*** Block opens ***

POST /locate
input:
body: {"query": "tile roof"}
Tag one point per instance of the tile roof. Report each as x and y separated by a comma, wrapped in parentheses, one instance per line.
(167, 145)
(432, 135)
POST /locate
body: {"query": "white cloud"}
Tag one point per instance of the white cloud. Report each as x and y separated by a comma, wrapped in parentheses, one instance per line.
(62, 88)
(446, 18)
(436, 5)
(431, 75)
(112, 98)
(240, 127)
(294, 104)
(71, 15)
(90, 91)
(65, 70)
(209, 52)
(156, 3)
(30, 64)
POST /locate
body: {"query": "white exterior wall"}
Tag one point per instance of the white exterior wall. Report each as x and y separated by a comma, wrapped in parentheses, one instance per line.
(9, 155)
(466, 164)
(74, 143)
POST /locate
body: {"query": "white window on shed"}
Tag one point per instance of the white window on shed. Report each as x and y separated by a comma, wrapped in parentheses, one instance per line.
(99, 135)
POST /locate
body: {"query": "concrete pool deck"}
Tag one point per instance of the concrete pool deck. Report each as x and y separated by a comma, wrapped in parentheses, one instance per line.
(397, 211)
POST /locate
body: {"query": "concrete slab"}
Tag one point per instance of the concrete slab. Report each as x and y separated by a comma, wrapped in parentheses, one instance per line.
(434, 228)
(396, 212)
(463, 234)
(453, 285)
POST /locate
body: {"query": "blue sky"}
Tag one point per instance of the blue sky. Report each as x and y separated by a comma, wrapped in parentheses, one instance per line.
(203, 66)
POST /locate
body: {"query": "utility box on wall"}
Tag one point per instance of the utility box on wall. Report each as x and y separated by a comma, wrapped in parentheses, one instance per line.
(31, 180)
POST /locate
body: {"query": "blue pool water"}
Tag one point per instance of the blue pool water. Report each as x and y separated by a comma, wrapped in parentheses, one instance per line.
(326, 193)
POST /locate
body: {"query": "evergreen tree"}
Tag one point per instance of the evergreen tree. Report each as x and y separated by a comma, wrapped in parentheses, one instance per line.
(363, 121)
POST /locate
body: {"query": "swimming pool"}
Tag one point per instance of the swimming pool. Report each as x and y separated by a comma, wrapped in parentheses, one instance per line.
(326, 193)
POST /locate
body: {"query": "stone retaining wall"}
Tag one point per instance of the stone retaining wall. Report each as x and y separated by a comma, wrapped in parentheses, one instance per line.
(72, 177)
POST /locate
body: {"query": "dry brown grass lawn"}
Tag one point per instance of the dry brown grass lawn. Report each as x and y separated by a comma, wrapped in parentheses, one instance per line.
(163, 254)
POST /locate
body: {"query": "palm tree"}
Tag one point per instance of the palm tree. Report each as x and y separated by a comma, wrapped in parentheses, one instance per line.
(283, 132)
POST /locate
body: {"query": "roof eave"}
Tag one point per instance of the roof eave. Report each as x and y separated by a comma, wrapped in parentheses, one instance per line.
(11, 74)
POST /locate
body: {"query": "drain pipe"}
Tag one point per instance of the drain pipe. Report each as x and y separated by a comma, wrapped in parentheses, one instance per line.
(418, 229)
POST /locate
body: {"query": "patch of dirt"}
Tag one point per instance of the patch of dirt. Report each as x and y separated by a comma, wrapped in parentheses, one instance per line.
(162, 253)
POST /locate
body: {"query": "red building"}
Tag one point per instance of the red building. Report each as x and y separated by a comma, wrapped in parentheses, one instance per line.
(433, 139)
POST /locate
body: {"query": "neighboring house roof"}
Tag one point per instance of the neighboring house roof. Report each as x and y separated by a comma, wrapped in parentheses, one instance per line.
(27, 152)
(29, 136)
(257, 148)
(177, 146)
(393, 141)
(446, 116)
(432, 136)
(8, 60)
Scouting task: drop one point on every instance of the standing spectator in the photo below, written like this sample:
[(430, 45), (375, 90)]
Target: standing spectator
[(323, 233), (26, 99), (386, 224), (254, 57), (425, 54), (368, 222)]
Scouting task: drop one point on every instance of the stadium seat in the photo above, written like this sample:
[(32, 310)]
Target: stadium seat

*** Block closes ***

## Task to complete
Give a word-for-word copy of the records.

## Task output
POST /locate
input:
body: {"query": "tile roof"}
Tag one point per instance of the tile roof. Report each as x and y separated by a comma, wrapped in parentheses, one instance per line.
(167, 145)
(432, 135)
POST /locate
body: {"query": "white cloud"}
Tag one point per instance of the white cloud. Report each as x and y separated by a comma, wrapped in parentheses, one instance per line.
(62, 88)
(446, 18)
(436, 5)
(431, 75)
(112, 98)
(240, 127)
(294, 104)
(71, 15)
(90, 91)
(65, 70)
(209, 52)
(156, 3)
(30, 64)
POST /locate
body: {"query": "white exterior wall"}
Tag one point per instance of the white exterior wall. Report each as x and y separated by a comma, wrapped in parentheses, one instance per line.
(9, 155)
(466, 164)
(74, 143)
POST /locate
body: {"query": "white window on shed"}
Tag one point per instance of the white window on shed. Report each as x and y separated by a comma, wrapped in parentheses, one instance per line.
(99, 135)
POST /locate
body: {"query": "concrete pool deck"}
Tag one point per instance of the concrete pool deck. Report each as x and y separated by a comma, wrapped in parentheses, one instance per line.
(397, 211)
POST /locate
body: {"query": "concrete slab"}
Tag one point per instance of the concrete slab. Report each as x and y separated by a comma, wrapped in parentheses, one instance per line.
(434, 228)
(396, 212)
(463, 234)
(453, 285)
POST /locate
body: {"query": "blue sky"}
Tag one point per instance of the blue sky. Report each as x and y separated by a comma, wrapped in parentheses, one instance per line.
(203, 66)
POST /locate
body: {"query": "utility box on wall"}
Tag one point per instance of the utility box on wall. Report each as x and y separated by a comma, wrapped in parentheses, one instance per line.
(31, 180)
POST /locate
body: {"query": "blue pool water"}
Tag one point per instance of the blue pool water. Report each as x and y separated by a comma, wrapped in parentheses, one instance per line.
(326, 193)
POST /locate
body: {"query": "evergreen tree"}
Tag one point per instance of the evergreen tree. Report each as x and y separated by a comma, wrapped in parentheses, one instance per line.
(363, 121)
POST /locate
body: {"query": "swimming pool"}
Tag one point per instance of the swimming pool. Report each as x and y separated by a comma, wrapped in parentheses, one instance per line.
(326, 193)
POST /locate
body: {"query": "stone retaining wall"}
Tag one point per instance of the stone retaining wall. Report each as x and y separated by a comma, wrapped in parentheses, one instance per line.
(72, 177)
POST /locate
body: {"query": "dry brown grass lawn"}
Tag one point per instance of the dry brown grass lawn. Report each as x and y separated by a comma, wrapped in parentheses, one instance per line.
(163, 254)
POST /locate
body: {"query": "palm tree"}
Tag one point per instance of the palm tree. Report each as x and y separated by a comma, wrapped in parentheses, one instance per line.
(283, 132)
POST /locate
body: {"query": "roof eave"}
Tag one point per instance of the roof eave. Report each as x and y separated by a comma, wrapped in parentheses, one instance per line.
(11, 74)
POST /locate
body: {"query": "drain pipe"}
Tag one point per instance of the drain pipe. Report each as x and y separated by a comma, wrapped in parentheses, one instance per line.
(418, 229)
POST /locate
body: {"query": "patch of dirt"}
Tag one point per instance of the patch of dirt. Report each as x and y separated by a comma, wrapped in parentheses, one instance per line.
(162, 253)
POST /locate
body: {"query": "red building"}
Tag one point per instance of the red building. Report each as x and y separated by a comma, wrapped in parentheses, one instance per line.
(433, 139)
POST /locate
body: {"query": "neighboring house roof"}
Tag one point per instance of the neighboring house roof. Report each as x and y separated by a comma, wrapped in parentheses, one instance per line.
(27, 152)
(29, 136)
(257, 148)
(177, 146)
(393, 141)
(446, 116)
(432, 136)
(8, 60)
Scouting task: drop one point on every instance of the standing spectator in the photo below, written like this sample:
[(430, 45), (375, 90)]
Target: standing spectator
[(323, 233), (26, 99), (386, 224), (254, 57), (425, 54), (368, 222)]
Scouting task: drop one point on every instance of the stadium seat in the photo above, written like this sample:
[(32, 310)]
Target: stadium seat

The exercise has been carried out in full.